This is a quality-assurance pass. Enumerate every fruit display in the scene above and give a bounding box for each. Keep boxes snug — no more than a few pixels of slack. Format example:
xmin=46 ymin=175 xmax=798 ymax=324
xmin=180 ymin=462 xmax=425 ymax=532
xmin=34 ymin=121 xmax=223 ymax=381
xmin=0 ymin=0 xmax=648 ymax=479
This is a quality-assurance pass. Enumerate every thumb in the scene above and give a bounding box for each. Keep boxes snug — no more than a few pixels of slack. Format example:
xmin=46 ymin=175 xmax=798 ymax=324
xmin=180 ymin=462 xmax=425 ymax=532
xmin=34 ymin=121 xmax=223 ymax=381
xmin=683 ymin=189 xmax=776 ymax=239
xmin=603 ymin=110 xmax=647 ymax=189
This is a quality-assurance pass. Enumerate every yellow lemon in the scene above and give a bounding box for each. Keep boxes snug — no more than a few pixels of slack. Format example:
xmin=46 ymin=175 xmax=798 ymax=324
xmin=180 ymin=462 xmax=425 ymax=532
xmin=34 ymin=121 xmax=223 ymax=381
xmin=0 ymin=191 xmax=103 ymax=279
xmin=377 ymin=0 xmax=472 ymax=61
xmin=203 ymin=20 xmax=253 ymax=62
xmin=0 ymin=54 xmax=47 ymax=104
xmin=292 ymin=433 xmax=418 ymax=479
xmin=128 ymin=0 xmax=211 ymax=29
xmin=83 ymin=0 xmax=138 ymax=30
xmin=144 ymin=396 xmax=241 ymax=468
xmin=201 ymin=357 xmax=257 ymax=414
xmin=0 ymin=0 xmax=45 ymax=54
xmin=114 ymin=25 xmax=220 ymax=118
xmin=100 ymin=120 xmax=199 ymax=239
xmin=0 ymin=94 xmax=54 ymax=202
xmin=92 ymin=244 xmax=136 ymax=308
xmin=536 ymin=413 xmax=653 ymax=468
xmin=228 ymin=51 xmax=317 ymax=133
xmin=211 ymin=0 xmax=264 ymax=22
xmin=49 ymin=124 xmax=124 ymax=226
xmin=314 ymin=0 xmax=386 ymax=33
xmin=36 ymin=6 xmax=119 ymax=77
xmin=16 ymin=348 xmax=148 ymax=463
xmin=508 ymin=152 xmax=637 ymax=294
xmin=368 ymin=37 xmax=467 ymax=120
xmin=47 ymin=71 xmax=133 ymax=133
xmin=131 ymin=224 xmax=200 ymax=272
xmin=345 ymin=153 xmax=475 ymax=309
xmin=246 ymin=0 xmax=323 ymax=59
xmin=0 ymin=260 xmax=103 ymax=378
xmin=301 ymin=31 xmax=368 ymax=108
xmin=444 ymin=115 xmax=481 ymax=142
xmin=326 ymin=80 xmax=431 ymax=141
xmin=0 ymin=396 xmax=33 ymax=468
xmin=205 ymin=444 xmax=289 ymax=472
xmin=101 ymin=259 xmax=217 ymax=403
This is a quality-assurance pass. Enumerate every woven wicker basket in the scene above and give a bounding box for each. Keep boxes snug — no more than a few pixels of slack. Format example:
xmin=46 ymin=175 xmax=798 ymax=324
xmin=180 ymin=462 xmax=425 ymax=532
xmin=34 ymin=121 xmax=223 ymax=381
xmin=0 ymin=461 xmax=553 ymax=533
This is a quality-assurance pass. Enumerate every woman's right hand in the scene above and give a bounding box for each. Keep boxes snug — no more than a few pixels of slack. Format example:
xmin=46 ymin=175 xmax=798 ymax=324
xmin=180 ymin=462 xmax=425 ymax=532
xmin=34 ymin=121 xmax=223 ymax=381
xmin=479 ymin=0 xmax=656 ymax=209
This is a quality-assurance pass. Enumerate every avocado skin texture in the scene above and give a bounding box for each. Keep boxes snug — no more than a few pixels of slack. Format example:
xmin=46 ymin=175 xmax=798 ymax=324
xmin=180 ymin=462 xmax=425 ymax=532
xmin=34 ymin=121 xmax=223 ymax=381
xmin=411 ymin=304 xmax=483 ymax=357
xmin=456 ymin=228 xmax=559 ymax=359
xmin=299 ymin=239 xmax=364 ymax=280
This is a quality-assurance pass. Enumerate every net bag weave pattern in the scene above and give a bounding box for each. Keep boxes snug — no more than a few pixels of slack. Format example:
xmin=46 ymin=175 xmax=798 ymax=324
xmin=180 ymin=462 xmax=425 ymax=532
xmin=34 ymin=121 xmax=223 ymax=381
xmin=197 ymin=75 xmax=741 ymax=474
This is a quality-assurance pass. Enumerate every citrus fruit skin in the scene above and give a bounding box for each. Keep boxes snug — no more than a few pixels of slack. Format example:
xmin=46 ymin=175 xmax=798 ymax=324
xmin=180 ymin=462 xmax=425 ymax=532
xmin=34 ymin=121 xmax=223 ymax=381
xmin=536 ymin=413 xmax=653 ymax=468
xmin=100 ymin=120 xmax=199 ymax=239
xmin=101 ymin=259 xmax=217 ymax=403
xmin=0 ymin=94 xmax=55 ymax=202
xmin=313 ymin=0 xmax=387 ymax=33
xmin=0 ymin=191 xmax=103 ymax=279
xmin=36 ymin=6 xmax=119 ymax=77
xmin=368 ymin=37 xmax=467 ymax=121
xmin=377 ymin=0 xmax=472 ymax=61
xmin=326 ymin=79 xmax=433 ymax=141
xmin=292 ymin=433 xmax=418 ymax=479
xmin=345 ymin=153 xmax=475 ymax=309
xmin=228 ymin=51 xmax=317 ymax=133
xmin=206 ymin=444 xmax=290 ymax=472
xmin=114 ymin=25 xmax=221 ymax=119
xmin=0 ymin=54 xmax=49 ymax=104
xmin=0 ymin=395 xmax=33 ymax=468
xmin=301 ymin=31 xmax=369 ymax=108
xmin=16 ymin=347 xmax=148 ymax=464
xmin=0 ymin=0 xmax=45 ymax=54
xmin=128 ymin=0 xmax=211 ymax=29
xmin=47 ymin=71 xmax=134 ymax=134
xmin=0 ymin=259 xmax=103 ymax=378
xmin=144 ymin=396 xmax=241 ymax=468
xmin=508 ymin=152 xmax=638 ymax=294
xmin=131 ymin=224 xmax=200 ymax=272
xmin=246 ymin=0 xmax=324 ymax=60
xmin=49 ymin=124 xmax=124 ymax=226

[WRITTEN INSTRUCTION]
Please copy all of the rows above, keeping every line unchanged and in the same order.

[FULL SOLUTION]
This is a quality-assurance pass. Enumerate every fruit display in the scene above and give a bounding box for each. Keep boxes snug — no more than a few pixels of slack. Format example:
xmin=46 ymin=175 xmax=798 ymax=324
xmin=180 ymin=462 xmax=425 ymax=532
xmin=34 ymin=121 xmax=223 ymax=381
xmin=0 ymin=0 xmax=648 ymax=479
This is a quality-assurance pass. Enumerate every thumb in the scene above and give a bounding box for each. Keep boxes snug — no more than a few pixels of slack. Format example:
xmin=46 ymin=175 xmax=798 ymax=324
xmin=180 ymin=462 xmax=425 ymax=532
xmin=34 ymin=121 xmax=223 ymax=381
xmin=683 ymin=189 xmax=776 ymax=239
xmin=603 ymin=110 xmax=647 ymax=189
This is a quality-assurance pass. Enumerate every yellow lemon in the scene above and give a bounding box for each. Keep boxes snug — no more than a few pixels of slack. Format example:
xmin=46 ymin=175 xmax=798 ymax=324
xmin=180 ymin=462 xmax=425 ymax=532
xmin=34 ymin=121 xmax=223 ymax=381
xmin=0 ymin=191 xmax=103 ymax=279
xmin=377 ymin=0 xmax=472 ymax=61
xmin=203 ymin=20 xmax=253 ymax=62
xmin=0 ymin=54 xmax=47 ymax=104
xmin=292 ymin=433 xmax=418 ymax=479
xmin=128 ymin=0 xmax=211 ymax=29
xmin=83 ymin=0 xmax=138 ymax=30
xmin=144 ymin=396 xmax=241 ymax=468
xmin=201 ymin=357 xmax=257 ymax=414
xmin=0 ymin=0 xmax=45 ymax=54
xmin=114 ymin=25 xmax=220 ymax=118
xmin=100 ymin=120 xmax=199 ymax=239
xmin=0 ymin=94 xmax=54 ymax=202
xmin=92 ymin=244 xmax=136 ymax=308
xmin=536 ymin=413 xmax=653 ymax=468
xmin=228 ymin=51 xmax=317 ymax=133
xmin=211 ymin=0 xmax=264 ymax=22
xmin=49 ymin=124 xmax=124 ymax=226
xmin=314 ymin=0 xmax=386 ymax=33
xmin=36 ymin=6 xmax=119 ymax=77
xmin=16 ymin=348 xmax=148 ymax=463
xmin=508 ymin=152 xmax=637 ymax=294
xmin=368 ymin=37 xmax=467 ymax=120
xmin=47 ymin=71 xmax=133 ymax=133
xmin=131 ymin=224 xmax=200 ymax=272
xmin=345 ymin=153 xmax=475 ymax=309
xmin=246 ymin=0 xmax=323 ymax=59
xmin=0 ymin=260 xmax=103 ymax=378
xmin=301 ymin=31 xmax=368 ymax=108
xmin=444 ymin=115 xmax=481 ymax=142
xmin=326 ymin=80 xmax=431 ymax=141
xmin=0 ymin=396 xmax=33 ymax=468
xmin=205 ymin=444 xmax=289 ymax=472
xmin=101 ymin=259 xmax=217 ymax=403
This is a quality-assurance pass. Enumerate every woven wicker basket in the scene above and give a bounding box for each. Keep boxes snug — no more than a few pixels of slack. Format example:
xmin=46 ymin=175 xmax=798 ymax=324
xmin=180 ymin=462 xmax=425 ymax=532
xmin=34 ymin=121 xmax=223 ymax=381
xmin=0 ymin=461 xmax=553 ymax=533
This is a quality-assurance pass. Enumerate every woman's right hand in the scene above and give a bounding box for each. Keep boxes snug — no more than a few pixels of slack. Format example:
xmin=46 ymin=175 xmax=798 ymax=324
xmin=180 ymin=462 xmax=425 ymax=532
xmin=34 ymin=121 xmax=223 ymax=381
xmin=479 ymin=0 xmax=656 ymax=209
This is a quality-assurance pass. Enumerate every avocado skin texture in the scene above and give a bounding box for each. Keep boxes snug — no more than a few pixels of slack. Format example:
xmin=46 ymin=175 xmax=798 ymax=324
xmin=180 ymin=462 xmax=425 ymax=532
xmin=34 ymin=121 xmax=223 ymax=381
xmin=411 ymin=304 xmax=483 ymax=357
xmin=456 ymin=228 xmax=559 ymax=359
xmin=299 ymin=239 xmax=364 ymax=280
This is a quality-assurance pass. Enumerate every net bag weave pattern in the scene above and give a bounding box for each. Keep boxes snug — no more than a few pixels of slack. Format example:
xmin=46 ymin=175 xmax=798 ymax=324
xmin=180 ymin=462 xmax=425 ymax=532
xmin=34 ymin=121 xmax=223 ymax=381
xmin=197 ymin=75 xmax=741 ymax=474
This is a quality-assurance pass. Enumerate every citrus fruit skin in the scene above and give a bounding box for each. Keep boxes snug — no more than a few pixels of slack. Format example:
xmin=46 ymin=175 xmax=798 ymax=324
xmin=180 ymin=462 xmax=425 ymax=532
xmin=34 ymin=121 xmax=223 ymax=381
xmin=536 ymin=413 xmax=653 ymax=468
xmin=100 ymin=120 xmax=199 ymax=239
xmin=101 ymin=259 xmax=217 ymax=403
xmin=0 ymin=94 xmax=55 ymax=202
xmin=313 ymin=0 xmax=387 ymax=33
xmin=0 ymin=191 xmax=103 ymax=279
xmin=36 ymin=6 xmax=119 ymax=77
xmin=368 ymin=37 xmax=467 ymax=121
xmin=377 ymin=0 xmax=472 ymax=61
xmin=326 ymin=79 xmax=433 ymax=141
xmin=292 ymin=433 xmax=418 ymax=479
xmin=345 ymin=153 xmax=475 ymax=309
xmin=228 ymin=51 xmax=317 ymax=133
xmin=206 ymin=444 xmax=290 ymax=472
xmin=114 ymin=25 xmax=221 ymax=119
xmin=0 ymin=54 xmax=49 ymax=104
xmin=0 ymin=395 xmax=33 ymax=468
xmin=301 ymin=31 xmax=369 ymax=108
xmin=16 ymin=347 xmax=148 ymax=464
xmin=0 ymin=0 xmax=45 ymax=54
xmin=128 ymin=0 xmax=211 ymax=29
xmin=47 ymin=71 xmax=134 ymax=134
xmin=0 ymin=259 xmax=103 ymax=378
xmin=144 ymin=396 xmax=241 ymax=468
xmin=508 ymin=152 xmax=638 ymax=294
xmin=131 ymin=224 xmax=200 ymax=272
xmin=246 ymin=0 xmax=324 ymax=60
xmin=49 ymin=124 xmax=124 ymax=226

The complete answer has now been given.